Task goal →
Emit the line that holds "Place a pin on every instance of the hanging" and all lines following it through the end of the data, verbatim, and nothing else.

_ _ _

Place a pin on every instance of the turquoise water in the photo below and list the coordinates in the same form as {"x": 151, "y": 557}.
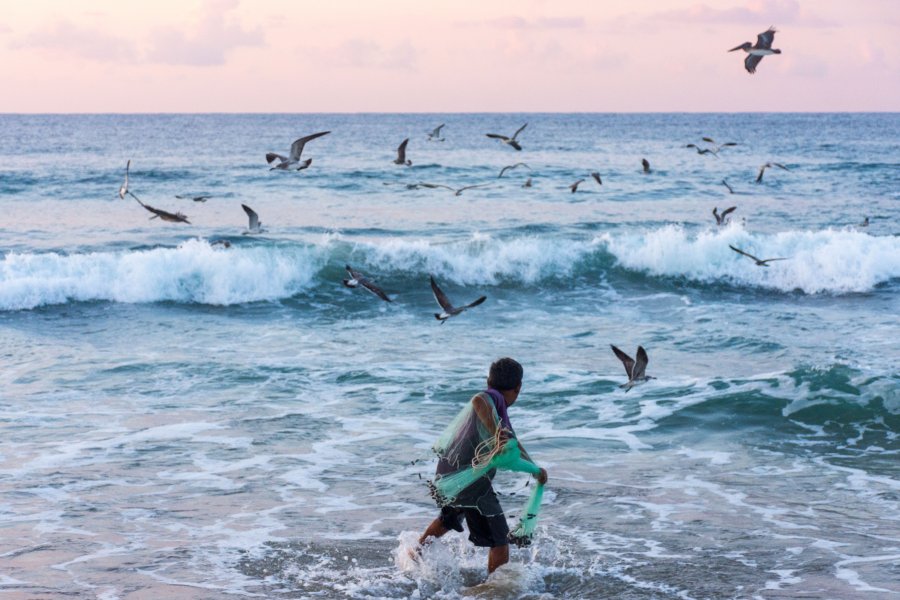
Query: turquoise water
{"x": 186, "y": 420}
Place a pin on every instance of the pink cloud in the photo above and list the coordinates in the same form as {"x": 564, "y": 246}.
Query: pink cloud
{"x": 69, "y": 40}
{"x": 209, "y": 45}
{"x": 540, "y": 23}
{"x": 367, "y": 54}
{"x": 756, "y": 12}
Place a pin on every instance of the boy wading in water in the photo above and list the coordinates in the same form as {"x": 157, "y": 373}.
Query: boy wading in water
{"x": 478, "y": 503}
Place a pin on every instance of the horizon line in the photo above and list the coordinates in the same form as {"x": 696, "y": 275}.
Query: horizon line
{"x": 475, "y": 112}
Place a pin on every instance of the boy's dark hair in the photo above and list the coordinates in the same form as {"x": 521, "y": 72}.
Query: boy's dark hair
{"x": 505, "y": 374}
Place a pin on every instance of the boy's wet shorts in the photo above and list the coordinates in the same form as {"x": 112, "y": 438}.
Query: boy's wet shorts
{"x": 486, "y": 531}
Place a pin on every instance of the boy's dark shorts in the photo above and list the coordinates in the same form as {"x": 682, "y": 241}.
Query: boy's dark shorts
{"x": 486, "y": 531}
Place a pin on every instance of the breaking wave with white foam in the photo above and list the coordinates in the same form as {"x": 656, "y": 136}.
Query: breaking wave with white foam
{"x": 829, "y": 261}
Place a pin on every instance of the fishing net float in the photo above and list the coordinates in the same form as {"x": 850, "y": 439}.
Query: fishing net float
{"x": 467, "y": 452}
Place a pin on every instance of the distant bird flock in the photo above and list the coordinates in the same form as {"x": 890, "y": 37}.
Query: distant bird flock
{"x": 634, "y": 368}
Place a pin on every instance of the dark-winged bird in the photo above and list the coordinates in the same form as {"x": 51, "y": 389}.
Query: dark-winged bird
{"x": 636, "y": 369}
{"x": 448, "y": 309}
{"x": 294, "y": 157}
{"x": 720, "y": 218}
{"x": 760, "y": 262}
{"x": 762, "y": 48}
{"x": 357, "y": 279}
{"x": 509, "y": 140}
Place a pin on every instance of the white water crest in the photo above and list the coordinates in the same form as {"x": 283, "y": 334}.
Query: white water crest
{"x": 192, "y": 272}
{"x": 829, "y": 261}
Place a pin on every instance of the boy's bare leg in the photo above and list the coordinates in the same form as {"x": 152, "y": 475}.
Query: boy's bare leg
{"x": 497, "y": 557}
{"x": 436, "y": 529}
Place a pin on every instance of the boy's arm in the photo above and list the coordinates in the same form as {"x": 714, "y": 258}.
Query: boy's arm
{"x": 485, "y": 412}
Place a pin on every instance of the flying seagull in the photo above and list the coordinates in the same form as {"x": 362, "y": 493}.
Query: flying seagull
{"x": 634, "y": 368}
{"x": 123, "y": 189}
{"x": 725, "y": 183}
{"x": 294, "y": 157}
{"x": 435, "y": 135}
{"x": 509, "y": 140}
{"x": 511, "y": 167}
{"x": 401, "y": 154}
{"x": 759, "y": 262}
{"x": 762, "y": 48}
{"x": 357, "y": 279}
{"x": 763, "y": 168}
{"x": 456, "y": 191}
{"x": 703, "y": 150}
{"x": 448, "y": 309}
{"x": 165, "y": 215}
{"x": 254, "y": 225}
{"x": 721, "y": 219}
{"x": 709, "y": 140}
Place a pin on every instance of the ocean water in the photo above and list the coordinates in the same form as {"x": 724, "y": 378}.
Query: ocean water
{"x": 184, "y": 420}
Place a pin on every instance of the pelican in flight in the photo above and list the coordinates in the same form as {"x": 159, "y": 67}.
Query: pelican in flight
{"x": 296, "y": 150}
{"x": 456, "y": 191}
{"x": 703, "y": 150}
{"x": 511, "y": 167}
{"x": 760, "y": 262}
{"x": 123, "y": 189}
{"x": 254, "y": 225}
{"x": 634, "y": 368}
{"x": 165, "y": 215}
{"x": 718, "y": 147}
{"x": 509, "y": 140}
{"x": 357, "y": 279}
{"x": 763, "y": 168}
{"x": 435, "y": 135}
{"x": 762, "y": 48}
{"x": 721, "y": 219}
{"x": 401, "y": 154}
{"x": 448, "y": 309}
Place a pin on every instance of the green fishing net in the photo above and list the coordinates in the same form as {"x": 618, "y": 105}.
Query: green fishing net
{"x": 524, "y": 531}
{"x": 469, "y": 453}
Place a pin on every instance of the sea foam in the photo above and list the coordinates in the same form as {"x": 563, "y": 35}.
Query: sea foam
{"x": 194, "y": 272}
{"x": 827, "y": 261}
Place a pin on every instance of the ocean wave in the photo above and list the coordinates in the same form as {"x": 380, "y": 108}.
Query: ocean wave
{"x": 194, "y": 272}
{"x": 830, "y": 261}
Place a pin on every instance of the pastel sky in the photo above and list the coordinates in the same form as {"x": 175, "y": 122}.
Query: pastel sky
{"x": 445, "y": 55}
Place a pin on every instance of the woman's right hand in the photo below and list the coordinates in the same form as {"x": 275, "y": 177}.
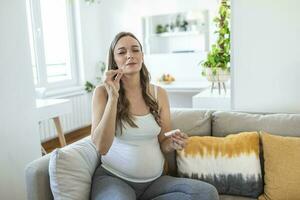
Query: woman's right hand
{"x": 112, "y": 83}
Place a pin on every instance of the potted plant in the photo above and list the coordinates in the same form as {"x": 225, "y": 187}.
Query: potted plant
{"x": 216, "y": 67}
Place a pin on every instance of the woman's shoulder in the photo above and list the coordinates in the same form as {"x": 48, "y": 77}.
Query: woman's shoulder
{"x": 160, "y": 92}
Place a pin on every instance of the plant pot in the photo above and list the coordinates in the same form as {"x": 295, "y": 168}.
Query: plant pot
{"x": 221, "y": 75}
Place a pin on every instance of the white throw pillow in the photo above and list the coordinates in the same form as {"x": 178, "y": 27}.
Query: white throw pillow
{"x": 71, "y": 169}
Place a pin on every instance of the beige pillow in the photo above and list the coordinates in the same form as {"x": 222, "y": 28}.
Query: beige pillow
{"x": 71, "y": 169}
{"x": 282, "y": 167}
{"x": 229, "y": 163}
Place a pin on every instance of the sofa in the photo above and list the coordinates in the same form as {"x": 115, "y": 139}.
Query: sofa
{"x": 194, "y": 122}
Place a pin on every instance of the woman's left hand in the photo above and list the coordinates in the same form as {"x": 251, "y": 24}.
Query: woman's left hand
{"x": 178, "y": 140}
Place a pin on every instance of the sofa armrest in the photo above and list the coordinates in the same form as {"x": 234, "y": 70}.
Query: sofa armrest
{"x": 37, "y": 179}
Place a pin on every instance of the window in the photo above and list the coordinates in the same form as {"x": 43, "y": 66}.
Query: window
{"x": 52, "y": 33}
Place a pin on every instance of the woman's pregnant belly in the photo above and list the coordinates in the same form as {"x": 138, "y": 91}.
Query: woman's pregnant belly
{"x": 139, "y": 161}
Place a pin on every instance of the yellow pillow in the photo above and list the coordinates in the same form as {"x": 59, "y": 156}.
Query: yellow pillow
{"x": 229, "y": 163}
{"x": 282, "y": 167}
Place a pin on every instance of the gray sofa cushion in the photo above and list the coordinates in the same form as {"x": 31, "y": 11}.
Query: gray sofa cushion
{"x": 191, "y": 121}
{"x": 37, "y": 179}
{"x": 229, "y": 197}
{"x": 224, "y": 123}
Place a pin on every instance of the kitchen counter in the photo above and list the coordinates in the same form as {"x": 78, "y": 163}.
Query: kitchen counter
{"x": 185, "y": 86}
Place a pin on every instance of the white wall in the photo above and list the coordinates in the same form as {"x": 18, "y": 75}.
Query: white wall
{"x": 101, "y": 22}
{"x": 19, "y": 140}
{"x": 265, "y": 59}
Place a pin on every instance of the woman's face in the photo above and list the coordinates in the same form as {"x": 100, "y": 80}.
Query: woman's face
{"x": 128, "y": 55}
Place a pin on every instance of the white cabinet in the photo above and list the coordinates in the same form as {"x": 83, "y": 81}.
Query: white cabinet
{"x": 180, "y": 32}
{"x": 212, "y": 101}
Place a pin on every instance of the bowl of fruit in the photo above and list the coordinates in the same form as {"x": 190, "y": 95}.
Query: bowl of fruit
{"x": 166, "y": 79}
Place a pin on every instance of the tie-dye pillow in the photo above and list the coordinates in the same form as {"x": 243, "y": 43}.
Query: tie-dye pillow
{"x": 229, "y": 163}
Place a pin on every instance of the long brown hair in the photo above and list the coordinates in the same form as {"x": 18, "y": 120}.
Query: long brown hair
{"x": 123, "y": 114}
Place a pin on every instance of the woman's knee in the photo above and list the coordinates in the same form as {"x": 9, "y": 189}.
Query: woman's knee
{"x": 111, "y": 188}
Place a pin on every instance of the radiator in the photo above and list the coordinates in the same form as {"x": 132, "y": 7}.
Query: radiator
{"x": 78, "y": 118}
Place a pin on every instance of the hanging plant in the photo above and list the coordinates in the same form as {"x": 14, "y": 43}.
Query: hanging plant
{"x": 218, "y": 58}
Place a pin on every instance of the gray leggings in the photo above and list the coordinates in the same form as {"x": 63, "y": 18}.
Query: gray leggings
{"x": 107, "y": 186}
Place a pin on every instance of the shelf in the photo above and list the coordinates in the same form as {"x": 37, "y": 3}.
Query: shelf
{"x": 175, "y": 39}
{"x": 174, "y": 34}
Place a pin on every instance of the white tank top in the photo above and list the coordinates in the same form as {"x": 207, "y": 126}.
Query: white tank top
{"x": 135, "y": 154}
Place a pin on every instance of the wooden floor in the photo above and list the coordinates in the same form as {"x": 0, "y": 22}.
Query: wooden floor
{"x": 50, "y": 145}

_ _ _

Response to this exercise →
Place a pin on every instance of the hanging plant in the photo above and list the coordinates in the same form as {"x": 14, "y": 43}.
Query: hanging plant
{"x": 218, "y": 58}
Place a pin on every instance of the gray leggings in the photo above and list the coordinates in the same form as {"x": 63, "y": 18}.
Query: gray leggings
{"x": 107, "y": 186}
Place a pin on every instance of the shelf in the photo above and list the coordinates in the same form as {"x": 37, "y": 3}.
Query: shelf
{"x": 175, "y": 39}
{"x": 174, "y": 34}
Place a pin on every instance of the white tank top in the photo above and list the coordinates in the same form as {"x": 207, "y": 126}.
Query: white tank top
{"x": 135, "y": 154}
Place a pin on every instance of the wooden floor in the photo above and list the coordinates in the same form as {"x": 0, "y": 22}.
Query: wooden floor
{"x": 50, "y": 145}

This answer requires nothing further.